▶ _Your instructions_: Report how many lines in the listing below contain the word "cabinet". Give only the number.
— start —
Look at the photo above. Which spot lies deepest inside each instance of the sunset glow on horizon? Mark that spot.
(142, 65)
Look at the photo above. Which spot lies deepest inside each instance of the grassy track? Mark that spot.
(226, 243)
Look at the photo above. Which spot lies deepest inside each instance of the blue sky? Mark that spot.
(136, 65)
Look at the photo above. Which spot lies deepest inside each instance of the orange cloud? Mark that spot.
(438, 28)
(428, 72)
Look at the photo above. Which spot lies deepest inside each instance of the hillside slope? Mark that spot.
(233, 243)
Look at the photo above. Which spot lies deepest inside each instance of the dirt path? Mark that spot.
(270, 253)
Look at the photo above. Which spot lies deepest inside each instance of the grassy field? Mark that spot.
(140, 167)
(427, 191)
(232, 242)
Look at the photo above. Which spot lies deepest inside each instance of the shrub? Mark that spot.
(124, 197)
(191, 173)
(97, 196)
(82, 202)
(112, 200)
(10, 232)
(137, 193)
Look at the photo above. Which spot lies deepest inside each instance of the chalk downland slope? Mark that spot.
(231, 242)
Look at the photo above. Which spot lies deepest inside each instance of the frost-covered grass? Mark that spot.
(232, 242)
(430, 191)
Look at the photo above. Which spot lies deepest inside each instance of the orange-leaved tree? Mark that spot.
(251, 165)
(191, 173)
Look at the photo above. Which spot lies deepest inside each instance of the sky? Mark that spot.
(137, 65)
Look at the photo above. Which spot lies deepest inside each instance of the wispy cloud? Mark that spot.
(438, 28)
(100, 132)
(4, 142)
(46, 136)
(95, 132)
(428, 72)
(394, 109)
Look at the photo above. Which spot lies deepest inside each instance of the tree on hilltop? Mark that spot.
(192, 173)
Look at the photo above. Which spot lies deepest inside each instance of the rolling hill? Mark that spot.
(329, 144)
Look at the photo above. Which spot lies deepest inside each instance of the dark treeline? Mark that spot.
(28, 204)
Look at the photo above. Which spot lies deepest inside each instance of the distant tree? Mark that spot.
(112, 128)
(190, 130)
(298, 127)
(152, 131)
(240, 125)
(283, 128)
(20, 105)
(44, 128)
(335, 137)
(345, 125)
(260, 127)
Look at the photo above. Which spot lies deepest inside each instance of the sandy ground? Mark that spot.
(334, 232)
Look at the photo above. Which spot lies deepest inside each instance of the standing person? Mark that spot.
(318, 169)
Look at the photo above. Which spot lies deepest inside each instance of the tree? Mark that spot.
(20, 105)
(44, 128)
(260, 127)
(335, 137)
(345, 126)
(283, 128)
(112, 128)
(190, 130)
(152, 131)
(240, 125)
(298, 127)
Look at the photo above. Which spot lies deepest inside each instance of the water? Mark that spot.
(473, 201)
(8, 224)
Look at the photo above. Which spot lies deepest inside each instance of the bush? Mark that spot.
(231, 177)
— end —
— start —
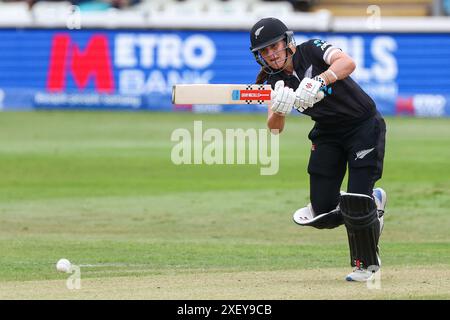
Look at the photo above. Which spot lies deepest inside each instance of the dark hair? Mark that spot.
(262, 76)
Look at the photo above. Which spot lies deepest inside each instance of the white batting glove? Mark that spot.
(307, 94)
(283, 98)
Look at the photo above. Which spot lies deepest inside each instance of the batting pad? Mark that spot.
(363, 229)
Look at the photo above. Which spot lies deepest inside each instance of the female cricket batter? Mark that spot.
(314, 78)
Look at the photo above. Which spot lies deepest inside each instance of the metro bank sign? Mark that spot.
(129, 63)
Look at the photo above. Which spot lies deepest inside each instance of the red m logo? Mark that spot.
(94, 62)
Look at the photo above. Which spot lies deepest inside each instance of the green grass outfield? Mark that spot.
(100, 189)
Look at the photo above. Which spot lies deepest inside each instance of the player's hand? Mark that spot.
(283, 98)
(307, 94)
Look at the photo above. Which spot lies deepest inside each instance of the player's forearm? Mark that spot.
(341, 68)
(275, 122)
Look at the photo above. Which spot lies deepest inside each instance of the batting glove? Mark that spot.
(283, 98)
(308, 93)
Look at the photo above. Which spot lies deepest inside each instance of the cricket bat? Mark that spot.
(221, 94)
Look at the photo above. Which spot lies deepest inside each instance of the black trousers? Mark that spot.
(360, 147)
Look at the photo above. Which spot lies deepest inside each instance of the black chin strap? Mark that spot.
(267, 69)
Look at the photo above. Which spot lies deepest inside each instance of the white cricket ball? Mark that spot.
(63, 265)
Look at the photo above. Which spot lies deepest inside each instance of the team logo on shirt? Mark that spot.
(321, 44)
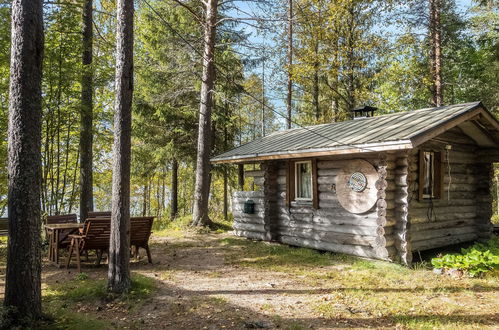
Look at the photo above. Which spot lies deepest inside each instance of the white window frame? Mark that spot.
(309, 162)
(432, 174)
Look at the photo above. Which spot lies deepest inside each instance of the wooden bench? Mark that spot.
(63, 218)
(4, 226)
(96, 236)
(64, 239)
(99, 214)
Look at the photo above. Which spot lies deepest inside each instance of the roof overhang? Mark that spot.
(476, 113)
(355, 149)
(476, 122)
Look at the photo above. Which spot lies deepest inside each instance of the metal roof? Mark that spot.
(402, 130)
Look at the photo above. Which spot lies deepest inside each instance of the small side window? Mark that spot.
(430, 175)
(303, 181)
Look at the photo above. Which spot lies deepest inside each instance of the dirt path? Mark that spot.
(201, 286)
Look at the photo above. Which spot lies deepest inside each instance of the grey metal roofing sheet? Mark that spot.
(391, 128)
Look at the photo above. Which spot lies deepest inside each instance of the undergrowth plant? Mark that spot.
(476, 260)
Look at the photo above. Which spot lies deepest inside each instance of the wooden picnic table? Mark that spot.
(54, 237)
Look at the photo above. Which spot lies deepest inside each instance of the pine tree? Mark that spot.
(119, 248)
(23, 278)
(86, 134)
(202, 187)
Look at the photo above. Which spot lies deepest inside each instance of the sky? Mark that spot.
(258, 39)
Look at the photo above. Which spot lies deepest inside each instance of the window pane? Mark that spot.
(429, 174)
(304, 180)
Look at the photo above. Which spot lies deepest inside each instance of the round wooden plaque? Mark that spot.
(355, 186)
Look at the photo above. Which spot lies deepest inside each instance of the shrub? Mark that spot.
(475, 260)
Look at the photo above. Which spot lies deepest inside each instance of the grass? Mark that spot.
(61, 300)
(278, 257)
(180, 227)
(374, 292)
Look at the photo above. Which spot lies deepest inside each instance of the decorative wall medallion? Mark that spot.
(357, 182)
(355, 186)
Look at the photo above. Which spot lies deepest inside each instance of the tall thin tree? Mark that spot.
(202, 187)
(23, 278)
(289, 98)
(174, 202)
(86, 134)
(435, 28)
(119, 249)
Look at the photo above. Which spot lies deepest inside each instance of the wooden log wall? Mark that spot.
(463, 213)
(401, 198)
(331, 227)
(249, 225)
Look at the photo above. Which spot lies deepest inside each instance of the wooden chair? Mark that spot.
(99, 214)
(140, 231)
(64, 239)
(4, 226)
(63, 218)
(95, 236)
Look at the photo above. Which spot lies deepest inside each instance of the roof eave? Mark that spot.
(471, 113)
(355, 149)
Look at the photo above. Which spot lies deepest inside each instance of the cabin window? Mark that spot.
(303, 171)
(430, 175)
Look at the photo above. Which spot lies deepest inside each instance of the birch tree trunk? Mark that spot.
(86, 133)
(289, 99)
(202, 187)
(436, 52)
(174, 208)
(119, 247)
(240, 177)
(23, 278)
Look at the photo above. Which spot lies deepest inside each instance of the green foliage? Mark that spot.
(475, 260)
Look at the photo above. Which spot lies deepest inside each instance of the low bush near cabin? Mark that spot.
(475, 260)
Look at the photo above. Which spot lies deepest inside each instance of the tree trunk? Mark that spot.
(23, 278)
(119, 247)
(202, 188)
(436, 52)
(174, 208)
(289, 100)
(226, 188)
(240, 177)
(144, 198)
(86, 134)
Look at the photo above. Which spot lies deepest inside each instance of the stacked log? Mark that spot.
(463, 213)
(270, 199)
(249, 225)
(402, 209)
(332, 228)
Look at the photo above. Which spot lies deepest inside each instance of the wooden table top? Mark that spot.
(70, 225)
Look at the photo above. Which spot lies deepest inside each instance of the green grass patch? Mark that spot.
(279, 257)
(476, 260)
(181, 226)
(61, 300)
— end —
— start —
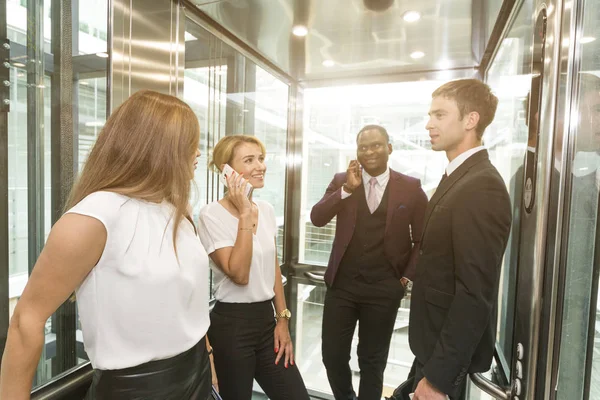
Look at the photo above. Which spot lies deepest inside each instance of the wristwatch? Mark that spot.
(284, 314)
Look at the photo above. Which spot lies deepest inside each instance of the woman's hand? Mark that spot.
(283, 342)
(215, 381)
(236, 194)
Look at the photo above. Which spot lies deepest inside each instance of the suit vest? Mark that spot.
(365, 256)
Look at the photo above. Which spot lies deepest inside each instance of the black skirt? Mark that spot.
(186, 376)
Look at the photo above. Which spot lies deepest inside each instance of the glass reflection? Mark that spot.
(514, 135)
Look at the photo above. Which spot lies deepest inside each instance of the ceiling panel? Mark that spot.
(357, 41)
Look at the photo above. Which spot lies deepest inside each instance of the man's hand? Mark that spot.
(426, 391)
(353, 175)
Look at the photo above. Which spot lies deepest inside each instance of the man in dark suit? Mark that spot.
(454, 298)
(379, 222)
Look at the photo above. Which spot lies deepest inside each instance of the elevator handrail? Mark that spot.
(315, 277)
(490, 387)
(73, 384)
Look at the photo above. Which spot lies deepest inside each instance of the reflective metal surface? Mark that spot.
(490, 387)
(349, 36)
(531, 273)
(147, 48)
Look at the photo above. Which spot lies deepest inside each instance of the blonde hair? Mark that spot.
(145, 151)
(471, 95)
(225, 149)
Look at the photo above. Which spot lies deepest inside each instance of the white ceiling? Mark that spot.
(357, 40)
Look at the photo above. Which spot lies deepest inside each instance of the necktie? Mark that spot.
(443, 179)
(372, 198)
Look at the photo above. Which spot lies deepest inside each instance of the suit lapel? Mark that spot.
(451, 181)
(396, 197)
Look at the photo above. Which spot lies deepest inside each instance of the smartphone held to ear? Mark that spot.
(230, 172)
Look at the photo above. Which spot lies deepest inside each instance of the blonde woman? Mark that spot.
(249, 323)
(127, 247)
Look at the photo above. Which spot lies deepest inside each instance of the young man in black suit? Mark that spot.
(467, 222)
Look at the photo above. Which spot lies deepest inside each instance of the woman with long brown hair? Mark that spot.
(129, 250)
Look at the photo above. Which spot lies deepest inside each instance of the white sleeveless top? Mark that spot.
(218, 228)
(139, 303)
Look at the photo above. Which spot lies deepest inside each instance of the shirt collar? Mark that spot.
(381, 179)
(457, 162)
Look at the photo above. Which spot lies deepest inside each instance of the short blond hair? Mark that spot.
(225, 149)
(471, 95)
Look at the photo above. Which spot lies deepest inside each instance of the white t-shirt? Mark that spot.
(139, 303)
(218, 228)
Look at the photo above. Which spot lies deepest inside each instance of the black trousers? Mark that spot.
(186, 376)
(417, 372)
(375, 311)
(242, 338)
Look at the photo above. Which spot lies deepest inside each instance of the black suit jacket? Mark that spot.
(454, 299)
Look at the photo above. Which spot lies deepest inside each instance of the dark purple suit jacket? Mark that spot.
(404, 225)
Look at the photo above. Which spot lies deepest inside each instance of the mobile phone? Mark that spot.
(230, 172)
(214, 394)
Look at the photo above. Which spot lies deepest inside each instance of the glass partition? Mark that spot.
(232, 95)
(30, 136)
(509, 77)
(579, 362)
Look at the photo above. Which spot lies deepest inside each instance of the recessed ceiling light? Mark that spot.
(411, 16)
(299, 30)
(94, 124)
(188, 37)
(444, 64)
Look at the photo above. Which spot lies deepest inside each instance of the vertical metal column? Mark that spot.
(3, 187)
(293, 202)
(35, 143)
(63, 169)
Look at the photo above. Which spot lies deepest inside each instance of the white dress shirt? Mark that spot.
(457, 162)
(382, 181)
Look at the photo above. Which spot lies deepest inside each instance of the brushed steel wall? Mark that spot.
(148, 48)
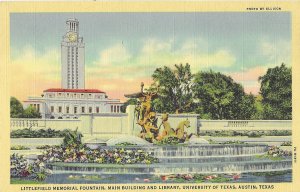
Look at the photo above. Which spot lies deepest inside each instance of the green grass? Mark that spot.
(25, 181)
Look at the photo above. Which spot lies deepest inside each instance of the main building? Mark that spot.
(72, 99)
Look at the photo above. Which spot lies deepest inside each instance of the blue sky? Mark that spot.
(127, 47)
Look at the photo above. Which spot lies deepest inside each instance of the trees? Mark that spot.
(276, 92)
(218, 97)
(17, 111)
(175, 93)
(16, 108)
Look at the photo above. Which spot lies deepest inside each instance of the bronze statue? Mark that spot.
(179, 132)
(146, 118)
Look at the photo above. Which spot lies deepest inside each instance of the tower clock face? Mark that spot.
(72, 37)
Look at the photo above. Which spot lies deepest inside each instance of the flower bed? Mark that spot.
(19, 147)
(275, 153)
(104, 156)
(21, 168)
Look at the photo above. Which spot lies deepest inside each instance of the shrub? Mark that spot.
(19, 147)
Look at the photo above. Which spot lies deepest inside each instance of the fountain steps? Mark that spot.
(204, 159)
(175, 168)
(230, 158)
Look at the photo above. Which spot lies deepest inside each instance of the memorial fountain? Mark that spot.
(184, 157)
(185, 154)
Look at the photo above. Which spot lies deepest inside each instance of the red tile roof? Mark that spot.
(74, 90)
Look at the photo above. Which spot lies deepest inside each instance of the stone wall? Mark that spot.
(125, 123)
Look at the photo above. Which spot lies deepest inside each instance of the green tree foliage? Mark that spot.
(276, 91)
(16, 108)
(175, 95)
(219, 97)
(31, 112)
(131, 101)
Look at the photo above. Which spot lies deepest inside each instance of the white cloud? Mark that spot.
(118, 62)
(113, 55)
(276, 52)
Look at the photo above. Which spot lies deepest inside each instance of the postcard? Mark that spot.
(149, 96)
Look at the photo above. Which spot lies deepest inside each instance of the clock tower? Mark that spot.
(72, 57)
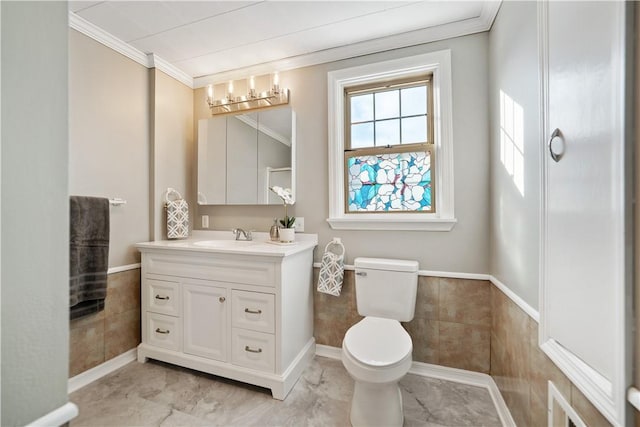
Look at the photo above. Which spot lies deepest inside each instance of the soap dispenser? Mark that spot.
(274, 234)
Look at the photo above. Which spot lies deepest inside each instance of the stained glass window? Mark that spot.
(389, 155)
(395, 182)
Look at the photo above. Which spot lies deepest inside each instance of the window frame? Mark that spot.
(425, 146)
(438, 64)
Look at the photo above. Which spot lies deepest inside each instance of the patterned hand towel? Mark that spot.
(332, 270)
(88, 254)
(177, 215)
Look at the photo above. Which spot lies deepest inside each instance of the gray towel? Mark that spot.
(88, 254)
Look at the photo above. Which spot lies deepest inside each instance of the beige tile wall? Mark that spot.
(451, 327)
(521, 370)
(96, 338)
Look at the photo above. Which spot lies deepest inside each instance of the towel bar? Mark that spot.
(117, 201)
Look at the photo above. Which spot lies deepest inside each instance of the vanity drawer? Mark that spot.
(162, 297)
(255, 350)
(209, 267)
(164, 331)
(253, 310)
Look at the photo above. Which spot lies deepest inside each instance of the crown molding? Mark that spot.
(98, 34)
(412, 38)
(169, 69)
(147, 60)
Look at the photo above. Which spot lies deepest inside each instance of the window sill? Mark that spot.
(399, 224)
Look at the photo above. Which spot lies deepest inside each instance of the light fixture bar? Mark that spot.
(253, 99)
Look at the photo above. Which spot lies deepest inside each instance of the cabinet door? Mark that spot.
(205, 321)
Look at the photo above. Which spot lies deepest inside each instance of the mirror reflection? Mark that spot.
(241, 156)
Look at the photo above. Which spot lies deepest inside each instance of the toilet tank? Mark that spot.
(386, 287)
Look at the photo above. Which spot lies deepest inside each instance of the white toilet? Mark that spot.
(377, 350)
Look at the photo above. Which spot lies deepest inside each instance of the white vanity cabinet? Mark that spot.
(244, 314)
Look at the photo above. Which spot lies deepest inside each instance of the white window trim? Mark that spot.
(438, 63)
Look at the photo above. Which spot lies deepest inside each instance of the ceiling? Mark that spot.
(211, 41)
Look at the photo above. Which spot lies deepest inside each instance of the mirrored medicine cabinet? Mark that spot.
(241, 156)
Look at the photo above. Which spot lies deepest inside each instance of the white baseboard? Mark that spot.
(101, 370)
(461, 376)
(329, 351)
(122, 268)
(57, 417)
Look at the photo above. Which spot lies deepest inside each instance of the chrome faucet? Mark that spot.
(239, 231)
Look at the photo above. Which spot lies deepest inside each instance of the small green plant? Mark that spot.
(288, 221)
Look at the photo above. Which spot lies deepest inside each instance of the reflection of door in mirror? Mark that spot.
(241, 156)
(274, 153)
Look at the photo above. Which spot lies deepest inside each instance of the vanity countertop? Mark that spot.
— end —
▶ _Exercise response_: 3